- [GIVEN TEXT]:
▼▼▼

I'm thinking of a husband who so loved her that he had to fight (at great personal risk) the inhuman and inhumane cruelty of politicians and religionists. 

I'm thinking of the crass Florida legislature convening an emergency session to craft a "law" giving Jeb Bush sole authority over the disposition of the inert woman's destiny. The husband was presumably disqualified since he was acting from motives of love alone.

I'm thinking of the malignant Senate Majority Leader ramming a "bill" through to make sure that goddamn feeding tube was inserted. A rather interesting vote, that: 3 in favor, 0 opposed. For you see, the remaining 97 senators were not even present on this late Sunday night. Congress was empty, including the hearts and brains of the three who voted. 

I'm thinking of the equally evil President rushing back from yet another of his "vacations" to sign that act into law at 1:11 am, Monday morning.

Think of it! The last 14 years of the woman's short 42 total, spent with no mentality, while idiots spewed nonsense on the sanctity of life. Pure evil. I doubt that length of time was what Hamlet had in mind when softly using the phrase "shuffling off."

▲▲▲

- [DATA EXCERPTS]:
▼▼▼

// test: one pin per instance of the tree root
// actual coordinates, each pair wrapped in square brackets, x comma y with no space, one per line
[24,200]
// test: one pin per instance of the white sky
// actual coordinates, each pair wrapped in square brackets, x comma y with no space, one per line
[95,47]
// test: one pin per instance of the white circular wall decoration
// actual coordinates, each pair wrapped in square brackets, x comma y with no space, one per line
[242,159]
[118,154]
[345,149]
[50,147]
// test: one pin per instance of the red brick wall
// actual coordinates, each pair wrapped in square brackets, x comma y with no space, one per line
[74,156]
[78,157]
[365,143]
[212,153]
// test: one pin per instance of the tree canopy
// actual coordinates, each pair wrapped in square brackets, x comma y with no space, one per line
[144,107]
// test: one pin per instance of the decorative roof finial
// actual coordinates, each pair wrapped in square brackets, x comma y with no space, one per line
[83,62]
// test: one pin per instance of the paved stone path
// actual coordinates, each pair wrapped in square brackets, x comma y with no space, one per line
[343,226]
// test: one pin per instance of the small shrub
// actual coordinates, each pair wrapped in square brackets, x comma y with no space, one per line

▲▲▲

- [REQUIRED TASKS]:
**a.** List every word or phrase that the passage sets inside quotation marks.
**b.** Retype the passage from "I'm thinking of the crass" to "three who voted." with no changes.
The material has no connection to the passage.

- [THE ANSWERS]:
**a.** "law", "bill", "vacations", "shuffling off"

**b.**
I'm thinking of the crass Florida legislature convening an emergency session to craft a "law" giving Jeb Bush sole authority over the disposition of the inert woman's destiny. The husband was presumably disqualified since he was acting from motives of love alone.

I'm thinking of the malignant Senate Majority Leader ramming a "bill" through to make sure that goddamn feeding tube was inserted. A rather interesting vote, that: 3 in favor, 0 opposed. For you see, the remaining 97 senators were not even present on this late Sunday night. Congress was empty, including the hearts and brains of the three who voted.